## PROBLEM TO WORK ON
Nothing in the data may be changed; retype all of it.

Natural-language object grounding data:
=-=-=-=-=

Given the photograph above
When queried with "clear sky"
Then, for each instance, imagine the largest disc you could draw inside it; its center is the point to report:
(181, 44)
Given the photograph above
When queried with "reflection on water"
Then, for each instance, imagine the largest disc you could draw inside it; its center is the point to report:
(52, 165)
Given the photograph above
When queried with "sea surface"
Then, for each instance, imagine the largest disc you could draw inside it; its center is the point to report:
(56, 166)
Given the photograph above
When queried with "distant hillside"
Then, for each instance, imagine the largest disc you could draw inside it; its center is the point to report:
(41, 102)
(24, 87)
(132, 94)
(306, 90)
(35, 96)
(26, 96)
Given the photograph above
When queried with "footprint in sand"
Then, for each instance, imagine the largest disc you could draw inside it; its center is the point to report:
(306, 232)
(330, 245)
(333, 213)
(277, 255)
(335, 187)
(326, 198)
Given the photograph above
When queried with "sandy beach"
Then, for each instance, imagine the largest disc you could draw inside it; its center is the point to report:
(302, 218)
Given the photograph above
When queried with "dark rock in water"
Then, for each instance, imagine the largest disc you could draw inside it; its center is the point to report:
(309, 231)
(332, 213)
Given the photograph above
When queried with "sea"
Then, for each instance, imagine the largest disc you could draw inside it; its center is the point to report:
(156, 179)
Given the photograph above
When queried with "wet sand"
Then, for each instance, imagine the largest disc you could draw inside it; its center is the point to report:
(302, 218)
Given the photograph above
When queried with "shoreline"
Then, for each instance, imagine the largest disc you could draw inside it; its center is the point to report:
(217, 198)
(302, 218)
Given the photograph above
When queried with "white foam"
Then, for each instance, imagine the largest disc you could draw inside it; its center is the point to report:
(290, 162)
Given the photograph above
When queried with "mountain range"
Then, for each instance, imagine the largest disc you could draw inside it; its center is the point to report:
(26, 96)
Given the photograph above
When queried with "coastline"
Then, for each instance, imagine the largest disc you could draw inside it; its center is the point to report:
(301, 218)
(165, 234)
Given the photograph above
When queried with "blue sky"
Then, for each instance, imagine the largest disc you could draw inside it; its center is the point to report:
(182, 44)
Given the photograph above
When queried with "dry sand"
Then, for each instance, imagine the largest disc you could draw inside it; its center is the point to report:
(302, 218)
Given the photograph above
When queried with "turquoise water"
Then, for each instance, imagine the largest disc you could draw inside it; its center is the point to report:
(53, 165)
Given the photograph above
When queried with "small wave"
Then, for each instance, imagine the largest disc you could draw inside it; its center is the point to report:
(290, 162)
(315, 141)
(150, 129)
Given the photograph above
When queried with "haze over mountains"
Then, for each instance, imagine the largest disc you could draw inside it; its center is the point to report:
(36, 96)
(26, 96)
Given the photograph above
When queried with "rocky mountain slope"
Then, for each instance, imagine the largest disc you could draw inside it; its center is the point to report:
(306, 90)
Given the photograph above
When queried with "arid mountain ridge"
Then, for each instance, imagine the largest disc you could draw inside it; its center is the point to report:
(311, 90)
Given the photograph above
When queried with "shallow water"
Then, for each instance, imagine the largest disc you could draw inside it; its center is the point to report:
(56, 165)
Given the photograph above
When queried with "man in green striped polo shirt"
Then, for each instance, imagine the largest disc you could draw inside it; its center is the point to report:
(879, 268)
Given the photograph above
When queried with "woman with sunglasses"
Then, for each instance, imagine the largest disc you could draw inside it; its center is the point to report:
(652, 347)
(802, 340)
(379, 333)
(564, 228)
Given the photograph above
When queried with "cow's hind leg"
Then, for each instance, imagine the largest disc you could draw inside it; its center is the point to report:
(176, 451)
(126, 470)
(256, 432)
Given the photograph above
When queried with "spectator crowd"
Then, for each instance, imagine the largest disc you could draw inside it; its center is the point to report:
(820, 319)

=-=-=-=-=

## OUTPUT OF THE TASK
Given the photograph above
When queried with "clear sky"
Then, for each instance, imagine the largest disc you could draw inside it; its center is the point to report:
(181, 44)
Given the photograph above
When queried with "reflection on water"
Then, for each instance, imagine the largest disc you could draw inside it; its center is the point to report:
(52, 165)
Given the photograph above
When queried with "sea surface"
Then, for each instance, imagine the largest disc you could draw inside it; its center is the point to report:
(56, 166)
Given the photograph above
When queried with "distant hillside"
Then, for each instance, imagine the largest disc you could draw inside it; its center is the point to report:
(41, 102)
(24, 87)
(132, 94)
(306, 90)
(35, 96)
(26, 96)
Given the photograph above
When queried with "footprint in sand"
Then, for each instance, imagine the largest disc you could draw inside it; its center is the point to report:
(306, 232)
(330, 245)
(333, 213)
(277, 255)
(335, 187)
(326, 198)
Given the photograph above
When queried with "sandy beach"
Then, for each instance, imagine the largest disc you could draw inside it; its center is the point to report:
(302, 218)
Given the photograph above
When queried with "dark rock in water"
Then, for each instance, imagine the largest disc you could draw inside it; its center is the point to report:
(309, 231)
(332, 213)
Given the photograph above
When queried with "sea"
Then, for each instance, imagine the largest disc you could draw inside it; its center is the point to report:
(156, 179)
Given the photograph above
When queried with "wet sand"
Then, for each instance, imagine the largest disc you could draw inside it; its center is the point to report:
(302, 218)
Given the photograph above
When queried with "shoreline"
Then, for each instance, imagine the largest disc you could draw inside it; its center is the point to report:
(217, 198)
(302, 218)
Given the photograph above
When queried with "white foam"
Then, for each instance, imagine the largest disc you could draw inside it; its center is the point to report:
(290, 162)
Given the photograph above
When queried with "mountain range"
Then, for each instance, imagine the largest disc you could draw inside it; its center is the point to report:
(26, 96)
Given the photograph above
When queried with "coastline"
Then, for each instance, imagine the largest disc you could draw inside it; its center is the point to report:
(301, 218)
(165, 234)
Given the photograph above
When queried with "blue sky"
Then, for each instance, imagine the largest disc you could draw inside it; its center is the point to report:
(182, 44)
Given the photograph above
When queried with "dry sand"
Then, for each instance, imagine the largest disc you could draw inside it; its center is the point to report:
(302, 218)
Given the photograph above
When queried with "turquoise water"
Then, for each instance, imagine the largest disc you could draw inside it; its center is the point to report:
(53, 165)
Given the photograph above
When queried with "small wave"
Then, for each instance, imagine the largest disc you could draw inside it; its center is the point to report:
(290, 162)
(315, 141)
(150, 129)
Given the photograph above
When queried with "haze over mountains"
Then, for each instance, imagine the largest disc you could draw inside it; its center is the point to report:
(36, 96)
(26, 96)
Given the photograph above
When queried with "rocky mountain slope"
Then, for each instance, imagine the largest disc you could draw inside it; its center is the point to report:
(306, 90)
Given the photograph above
When queried with "arid mountain ridge"
Then, for each instance, imagine the largest disc you could draw inside it; its center is the point to report:
(311, 90)
Given the photograph above
When queried with "shallow water"
Then, for each instance, imagine the largest disc you could draw inside it; its center is the point to report:
(56, 165)
Given the photograph above
When queried with "man in green striped polo shirt"
Then, for each instance, imagine the largest disc you could draw inside it; its center is the point to report:
(879, 268)
Given the photograph above
When queried with "woman with sunglasses"
Then, for each instance, imagine the largest disc you could draw inside it; its center is the point to report:
(652, 347)
(802, 340)
(379, 333)
(564, 228)
Given the photograph above
When queried with "cow's hind leg"
Then, for each instance, imagine the largest disc you could draw inside it; its center is the point to report:
(176, 451)
(126, 470)
(256, 432)
Given the photograph above
When queried with "spectator crowd"
Then, for each instance, imagine the largest disc you could draw inside it; its center is the point to report:
(820, 319)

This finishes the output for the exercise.